◆ DO THIS
Render the following lines as a numbered list, leaving out any blank lines.
═══ DATA LINES ═══
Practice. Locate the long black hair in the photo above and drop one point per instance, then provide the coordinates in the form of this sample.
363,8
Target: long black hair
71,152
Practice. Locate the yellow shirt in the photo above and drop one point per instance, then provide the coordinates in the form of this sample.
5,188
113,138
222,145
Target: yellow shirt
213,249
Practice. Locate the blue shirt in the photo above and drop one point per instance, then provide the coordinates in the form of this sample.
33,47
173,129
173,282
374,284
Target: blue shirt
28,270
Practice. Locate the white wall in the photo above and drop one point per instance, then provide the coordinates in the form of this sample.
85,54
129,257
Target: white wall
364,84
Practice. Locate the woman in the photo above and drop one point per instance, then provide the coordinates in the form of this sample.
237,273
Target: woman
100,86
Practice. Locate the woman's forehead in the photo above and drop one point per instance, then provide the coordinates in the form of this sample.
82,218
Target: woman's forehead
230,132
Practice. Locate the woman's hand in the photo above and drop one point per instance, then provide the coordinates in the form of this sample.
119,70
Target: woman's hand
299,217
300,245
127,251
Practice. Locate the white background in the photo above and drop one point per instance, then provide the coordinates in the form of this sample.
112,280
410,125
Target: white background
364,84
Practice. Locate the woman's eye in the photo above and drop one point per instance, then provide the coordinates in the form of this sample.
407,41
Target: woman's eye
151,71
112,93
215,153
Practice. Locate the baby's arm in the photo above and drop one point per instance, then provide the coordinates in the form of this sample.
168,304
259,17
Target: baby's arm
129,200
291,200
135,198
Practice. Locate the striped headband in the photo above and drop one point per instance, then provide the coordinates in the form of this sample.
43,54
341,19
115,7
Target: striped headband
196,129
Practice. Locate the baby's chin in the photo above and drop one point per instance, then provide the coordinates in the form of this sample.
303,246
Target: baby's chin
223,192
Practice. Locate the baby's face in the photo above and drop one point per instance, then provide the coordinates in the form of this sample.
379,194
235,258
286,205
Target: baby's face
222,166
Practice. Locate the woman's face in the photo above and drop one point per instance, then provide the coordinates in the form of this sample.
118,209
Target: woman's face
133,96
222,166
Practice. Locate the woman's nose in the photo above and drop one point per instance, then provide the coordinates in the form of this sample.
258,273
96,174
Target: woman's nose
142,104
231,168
═══
◆ THE RESULT
1. Practice. Locate the long black hair in the photo above and drop one point per instance, then provide the coordinates in the form of this sample.
2. 363,8
3. Target: long black hair
4. 71,152
5. Practice. Locate the yellow shirt in the photo above and drop one point per instance, then provide the coordinates in the form of this sample.
6. 5,188
7. 113,138
8. 222,145
9. Target: yellow shirt
10. 213,249
11. Practice. Locate the blue shirt in the photo above and drop one point per instance, then provide the coordinates in the form of this sample.
12. 33,47
13. 173,129
14. 173,282
15. 374,284
16. Target: blue shirt
17. 28,270
18. Practice. Locate the white wall in the photo above and drop one point per instance, then provide the coordinates in the form of this sample.
19. 85,54
20. 129,257
21. Target: white wall
22. 364,84
23. Practice. Locate the woman in the photo above and drop one point per instance, then provide the coordinates in the form of this sample.
24. 237,273
25. Target: woman
26. 100,86
27. Practice. Locate the woman's forehead in the photo above and drop one point per instance, then provide the coordinates in the form of this sample.
28. 82,218
29. Target: woman's forehead
30. 230,132
31. Practice. Locate the woman's hand in the photo above and drop one point per instance, then provide the coordinates in the form of this sample.
32. 119,70
33. Target: woman's hand
34. 299,217
35. 300,245
36. 127,251
37. Practice. Locate the white background in the photo above and drop one point per instance, then provide the coordinates in the form of this sample.
38. 112,280
39. 410,125
40. Target: white background
41. 364,84
42. Practice. Locate the woman's eye in the photo above and drop one point per instance, then provide the coordinates in the form of this sample.
43. 407,41
44. Target: woman's eye
45. 151,71
46. 112,93
47. 215,153
48. Practice. Locate the baby's arm in the photo above and drop one point per instance, then provide the coordinates in the form of this sample.
49. 168,304
50. 259,17
51. Target: baby's arm
52. 129,200
53. 291,200
54. 135,198
55. Practice. Locate the striped headband in the photo above and drop one point per instance, then provide the coordinates in the form of this sample.
56. 43,54
57. 341,19
58. 115,7
59. Target: striped headband
60. 196,129
61. Practice. Locate the baby's chin in the photo above and drop one point per instance, then provide the coordinates in the form of this sample.
62. 303,246
63. Target: baby's chin
64. 223,192
65. Practice. Locate the baby's face in the photo above and drop one point per instance, then provide the coordinates in the form of this sample.
66. 379,194
67. 235,258
68. 286,205
69. Target: baby's face
70. 222,166
71. Practice. Locate the woman's face in the photo above and drop one point per instance, then provide the coordinates in the form of this sample.
72. 118,209
73. Target: woman's face
74. 133,96
75. 222,166
76. Practice. Locate the woman's nose in the photo above and drop one point per instance, then provide the coordinates in the form of this sample.
77. 258,273
78. 96,174
79. Target: woman's nose
80. 142,104
81. 231,168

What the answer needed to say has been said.